→ What is needed
Search the listing for the word "brown". Copy every line where it is found.

→ Data provided
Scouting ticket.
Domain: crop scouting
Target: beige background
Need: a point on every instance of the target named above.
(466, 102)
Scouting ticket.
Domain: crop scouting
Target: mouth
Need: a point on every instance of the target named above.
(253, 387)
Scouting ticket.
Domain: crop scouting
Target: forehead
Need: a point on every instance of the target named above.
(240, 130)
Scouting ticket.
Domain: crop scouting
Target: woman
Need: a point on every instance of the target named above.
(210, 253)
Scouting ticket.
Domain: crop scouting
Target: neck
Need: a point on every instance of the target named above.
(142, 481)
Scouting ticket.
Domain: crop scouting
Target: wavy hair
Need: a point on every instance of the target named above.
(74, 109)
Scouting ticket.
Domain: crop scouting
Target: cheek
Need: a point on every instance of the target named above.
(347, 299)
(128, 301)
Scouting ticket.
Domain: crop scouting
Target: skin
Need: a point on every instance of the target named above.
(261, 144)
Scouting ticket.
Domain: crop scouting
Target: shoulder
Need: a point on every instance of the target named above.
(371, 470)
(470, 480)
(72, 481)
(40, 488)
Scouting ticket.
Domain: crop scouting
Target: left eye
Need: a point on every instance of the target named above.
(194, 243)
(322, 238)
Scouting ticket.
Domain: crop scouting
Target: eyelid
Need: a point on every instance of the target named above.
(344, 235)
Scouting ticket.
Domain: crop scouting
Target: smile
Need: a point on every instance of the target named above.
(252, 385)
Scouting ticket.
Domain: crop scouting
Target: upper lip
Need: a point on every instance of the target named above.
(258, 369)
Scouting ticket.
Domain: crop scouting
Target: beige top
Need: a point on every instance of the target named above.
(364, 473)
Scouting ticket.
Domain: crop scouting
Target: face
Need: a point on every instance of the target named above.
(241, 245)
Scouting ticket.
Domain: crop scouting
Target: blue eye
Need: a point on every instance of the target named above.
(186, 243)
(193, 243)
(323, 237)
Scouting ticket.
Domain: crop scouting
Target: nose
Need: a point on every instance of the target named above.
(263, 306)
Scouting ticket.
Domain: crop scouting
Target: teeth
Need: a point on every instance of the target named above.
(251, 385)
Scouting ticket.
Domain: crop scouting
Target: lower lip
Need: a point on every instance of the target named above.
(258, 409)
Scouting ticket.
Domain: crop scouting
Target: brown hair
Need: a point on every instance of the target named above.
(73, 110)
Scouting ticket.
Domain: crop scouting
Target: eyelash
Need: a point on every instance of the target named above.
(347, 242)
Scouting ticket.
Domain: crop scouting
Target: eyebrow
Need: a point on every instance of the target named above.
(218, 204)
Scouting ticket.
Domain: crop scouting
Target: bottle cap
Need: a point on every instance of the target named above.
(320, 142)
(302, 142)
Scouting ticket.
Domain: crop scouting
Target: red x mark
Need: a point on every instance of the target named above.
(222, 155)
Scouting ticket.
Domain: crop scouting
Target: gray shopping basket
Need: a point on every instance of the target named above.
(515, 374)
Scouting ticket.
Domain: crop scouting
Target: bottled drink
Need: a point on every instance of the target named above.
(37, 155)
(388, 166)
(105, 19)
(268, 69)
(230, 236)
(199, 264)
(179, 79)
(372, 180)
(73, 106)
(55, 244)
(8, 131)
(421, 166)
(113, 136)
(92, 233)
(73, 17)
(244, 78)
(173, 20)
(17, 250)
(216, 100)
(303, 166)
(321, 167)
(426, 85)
---
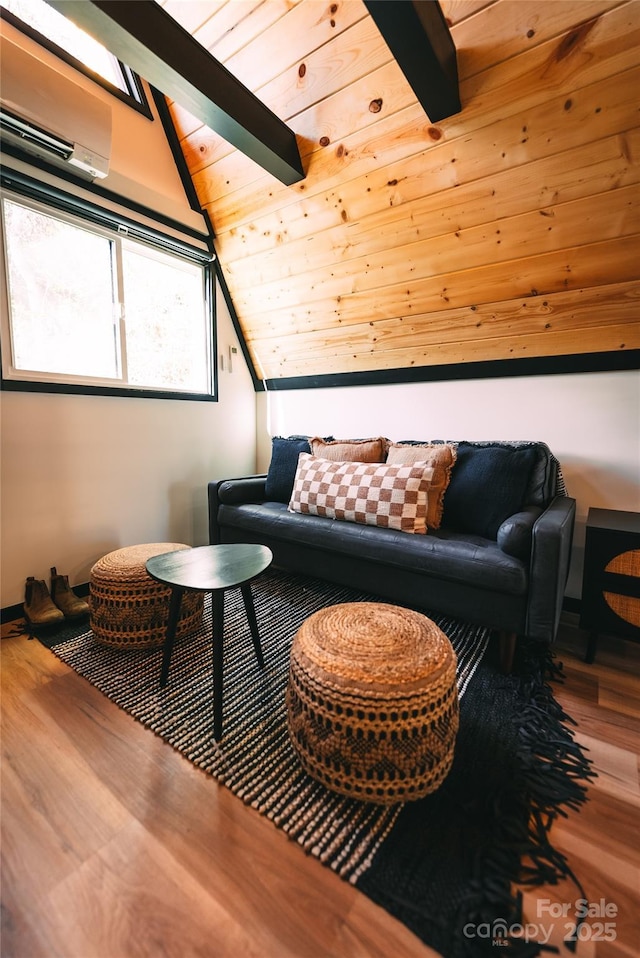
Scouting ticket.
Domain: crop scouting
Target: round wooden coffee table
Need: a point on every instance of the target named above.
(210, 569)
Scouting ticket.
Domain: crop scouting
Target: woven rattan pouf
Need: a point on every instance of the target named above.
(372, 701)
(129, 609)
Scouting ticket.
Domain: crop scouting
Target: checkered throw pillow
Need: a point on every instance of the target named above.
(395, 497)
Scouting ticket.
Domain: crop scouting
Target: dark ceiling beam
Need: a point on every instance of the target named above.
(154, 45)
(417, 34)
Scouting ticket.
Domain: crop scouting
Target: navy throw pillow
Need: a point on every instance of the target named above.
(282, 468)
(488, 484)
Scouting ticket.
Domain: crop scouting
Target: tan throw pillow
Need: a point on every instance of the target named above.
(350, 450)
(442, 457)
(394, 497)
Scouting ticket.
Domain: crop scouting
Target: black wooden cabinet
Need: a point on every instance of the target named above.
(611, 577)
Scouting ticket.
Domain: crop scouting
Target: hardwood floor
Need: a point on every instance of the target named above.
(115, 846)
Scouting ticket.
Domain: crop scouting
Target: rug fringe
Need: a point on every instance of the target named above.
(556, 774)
---
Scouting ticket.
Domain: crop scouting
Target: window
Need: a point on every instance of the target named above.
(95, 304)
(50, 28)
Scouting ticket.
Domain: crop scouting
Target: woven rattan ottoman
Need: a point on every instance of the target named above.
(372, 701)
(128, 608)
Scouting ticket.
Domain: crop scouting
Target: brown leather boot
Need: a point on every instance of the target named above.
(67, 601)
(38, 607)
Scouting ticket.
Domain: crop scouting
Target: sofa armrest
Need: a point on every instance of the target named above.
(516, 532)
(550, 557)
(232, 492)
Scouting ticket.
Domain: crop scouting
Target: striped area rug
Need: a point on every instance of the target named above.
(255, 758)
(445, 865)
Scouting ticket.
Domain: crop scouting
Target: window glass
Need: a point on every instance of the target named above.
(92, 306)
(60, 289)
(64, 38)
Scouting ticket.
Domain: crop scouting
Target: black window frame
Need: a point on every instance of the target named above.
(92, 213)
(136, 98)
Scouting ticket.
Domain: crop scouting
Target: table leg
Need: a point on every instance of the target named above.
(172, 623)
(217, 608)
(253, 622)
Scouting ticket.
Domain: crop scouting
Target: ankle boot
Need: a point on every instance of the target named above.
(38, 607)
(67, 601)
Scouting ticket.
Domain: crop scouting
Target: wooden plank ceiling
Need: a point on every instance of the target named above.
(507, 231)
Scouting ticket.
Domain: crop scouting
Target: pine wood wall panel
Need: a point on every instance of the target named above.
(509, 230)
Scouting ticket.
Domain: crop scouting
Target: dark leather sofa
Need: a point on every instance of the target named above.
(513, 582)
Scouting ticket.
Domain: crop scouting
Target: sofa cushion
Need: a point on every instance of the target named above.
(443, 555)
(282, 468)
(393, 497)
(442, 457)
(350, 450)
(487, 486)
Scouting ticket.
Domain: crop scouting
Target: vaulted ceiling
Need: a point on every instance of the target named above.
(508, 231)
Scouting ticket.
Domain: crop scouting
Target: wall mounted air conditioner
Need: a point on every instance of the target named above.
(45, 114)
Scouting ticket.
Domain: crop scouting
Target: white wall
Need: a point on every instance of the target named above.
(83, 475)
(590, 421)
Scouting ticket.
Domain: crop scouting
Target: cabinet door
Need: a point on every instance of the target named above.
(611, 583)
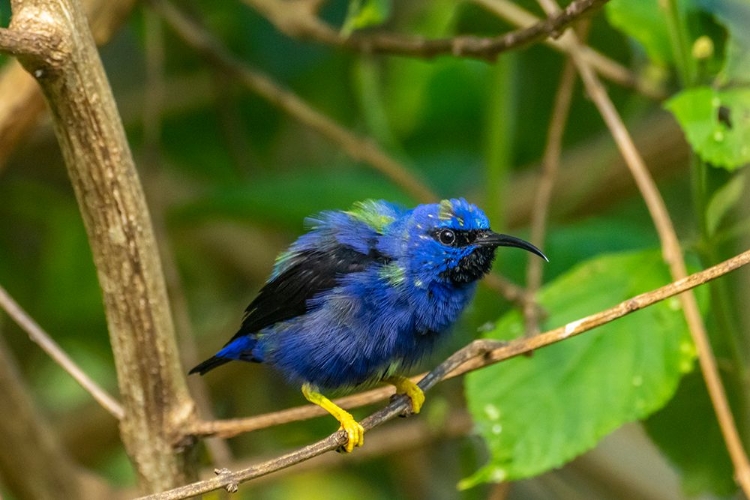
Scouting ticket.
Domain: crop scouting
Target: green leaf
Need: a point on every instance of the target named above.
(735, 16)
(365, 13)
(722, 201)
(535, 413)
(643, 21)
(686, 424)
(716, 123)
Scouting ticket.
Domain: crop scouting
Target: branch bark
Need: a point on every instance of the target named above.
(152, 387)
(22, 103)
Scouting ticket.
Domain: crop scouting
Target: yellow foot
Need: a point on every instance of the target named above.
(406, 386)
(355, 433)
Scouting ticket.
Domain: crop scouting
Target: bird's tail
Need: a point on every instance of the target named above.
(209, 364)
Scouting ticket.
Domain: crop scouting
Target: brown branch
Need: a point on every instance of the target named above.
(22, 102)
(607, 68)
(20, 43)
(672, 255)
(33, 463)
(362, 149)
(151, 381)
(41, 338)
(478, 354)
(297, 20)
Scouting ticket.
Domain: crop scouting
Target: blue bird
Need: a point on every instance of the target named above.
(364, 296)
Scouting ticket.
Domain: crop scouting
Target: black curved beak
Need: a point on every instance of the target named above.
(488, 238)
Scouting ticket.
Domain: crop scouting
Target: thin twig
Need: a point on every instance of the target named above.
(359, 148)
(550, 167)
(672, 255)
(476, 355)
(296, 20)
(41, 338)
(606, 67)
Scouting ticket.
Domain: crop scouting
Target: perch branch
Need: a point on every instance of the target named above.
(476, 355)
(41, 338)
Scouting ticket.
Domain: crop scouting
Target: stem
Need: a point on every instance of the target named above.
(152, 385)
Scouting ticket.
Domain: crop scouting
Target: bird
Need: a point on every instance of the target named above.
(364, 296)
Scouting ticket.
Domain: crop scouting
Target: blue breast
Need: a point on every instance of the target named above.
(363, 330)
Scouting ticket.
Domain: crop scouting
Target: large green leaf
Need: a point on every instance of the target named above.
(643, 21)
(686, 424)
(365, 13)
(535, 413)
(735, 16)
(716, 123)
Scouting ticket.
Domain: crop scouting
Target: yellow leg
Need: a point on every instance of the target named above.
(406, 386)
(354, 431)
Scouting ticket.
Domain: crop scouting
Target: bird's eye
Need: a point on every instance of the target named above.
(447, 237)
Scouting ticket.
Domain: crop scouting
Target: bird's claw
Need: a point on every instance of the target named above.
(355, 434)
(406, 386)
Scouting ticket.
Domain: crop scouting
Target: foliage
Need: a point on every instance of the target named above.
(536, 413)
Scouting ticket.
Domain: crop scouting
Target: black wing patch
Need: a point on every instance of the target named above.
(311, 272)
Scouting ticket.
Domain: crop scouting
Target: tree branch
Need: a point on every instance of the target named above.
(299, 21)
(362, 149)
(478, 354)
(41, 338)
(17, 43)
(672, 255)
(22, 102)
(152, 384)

→ Exercise solution
Target: brown hair
Target: brown leather boot
Target: brown branch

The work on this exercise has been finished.